**TASK PROMPT:**
Count how many of the lines below contain the word "tree", treating case as significant. Give only the number.

**DATASET CONTENT:**
** start **

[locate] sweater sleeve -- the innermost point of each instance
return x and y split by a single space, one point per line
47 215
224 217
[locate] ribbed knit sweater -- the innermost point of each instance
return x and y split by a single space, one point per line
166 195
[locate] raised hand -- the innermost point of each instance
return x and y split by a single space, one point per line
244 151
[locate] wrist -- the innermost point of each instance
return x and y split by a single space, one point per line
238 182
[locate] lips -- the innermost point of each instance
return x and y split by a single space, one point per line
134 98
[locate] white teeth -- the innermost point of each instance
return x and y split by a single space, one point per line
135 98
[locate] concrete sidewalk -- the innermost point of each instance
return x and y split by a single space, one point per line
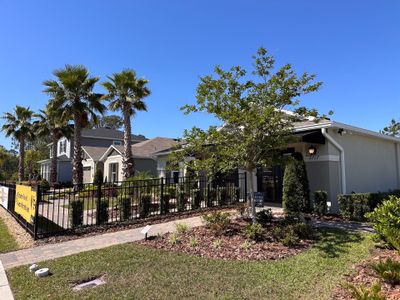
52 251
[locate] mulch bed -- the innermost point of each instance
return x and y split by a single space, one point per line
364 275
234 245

** end **
** start **

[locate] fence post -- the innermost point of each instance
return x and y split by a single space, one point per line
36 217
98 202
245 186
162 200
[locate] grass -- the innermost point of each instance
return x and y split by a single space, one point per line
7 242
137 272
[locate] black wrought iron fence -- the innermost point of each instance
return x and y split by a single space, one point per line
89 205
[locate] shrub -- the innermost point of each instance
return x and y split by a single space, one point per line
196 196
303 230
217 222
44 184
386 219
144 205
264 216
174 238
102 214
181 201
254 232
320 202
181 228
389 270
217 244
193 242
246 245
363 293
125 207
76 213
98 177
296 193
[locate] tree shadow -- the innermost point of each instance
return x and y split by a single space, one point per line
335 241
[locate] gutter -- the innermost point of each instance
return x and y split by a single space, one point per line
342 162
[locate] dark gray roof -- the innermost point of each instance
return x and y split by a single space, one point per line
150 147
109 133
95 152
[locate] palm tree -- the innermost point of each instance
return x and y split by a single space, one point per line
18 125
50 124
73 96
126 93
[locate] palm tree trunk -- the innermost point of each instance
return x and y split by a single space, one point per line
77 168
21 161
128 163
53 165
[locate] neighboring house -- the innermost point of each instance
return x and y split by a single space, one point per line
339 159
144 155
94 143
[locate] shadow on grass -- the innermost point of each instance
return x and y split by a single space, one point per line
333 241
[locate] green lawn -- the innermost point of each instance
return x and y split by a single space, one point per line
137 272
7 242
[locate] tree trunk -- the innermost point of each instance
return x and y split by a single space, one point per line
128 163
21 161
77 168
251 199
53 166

** end **
** start **

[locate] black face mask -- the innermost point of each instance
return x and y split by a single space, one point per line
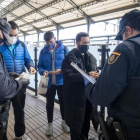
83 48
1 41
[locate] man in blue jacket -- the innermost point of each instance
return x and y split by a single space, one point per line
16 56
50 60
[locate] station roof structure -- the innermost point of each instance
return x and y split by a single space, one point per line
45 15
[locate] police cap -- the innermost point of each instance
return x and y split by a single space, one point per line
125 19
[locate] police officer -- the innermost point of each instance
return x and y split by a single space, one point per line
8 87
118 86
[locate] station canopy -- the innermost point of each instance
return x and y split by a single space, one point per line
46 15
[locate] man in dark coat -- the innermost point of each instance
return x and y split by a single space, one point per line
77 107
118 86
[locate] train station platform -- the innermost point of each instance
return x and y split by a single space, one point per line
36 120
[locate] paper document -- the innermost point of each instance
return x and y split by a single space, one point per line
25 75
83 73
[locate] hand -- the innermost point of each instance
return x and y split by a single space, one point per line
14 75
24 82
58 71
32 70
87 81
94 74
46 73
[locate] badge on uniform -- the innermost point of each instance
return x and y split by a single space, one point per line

** end **

**EXERCISE SOLUTION:**
4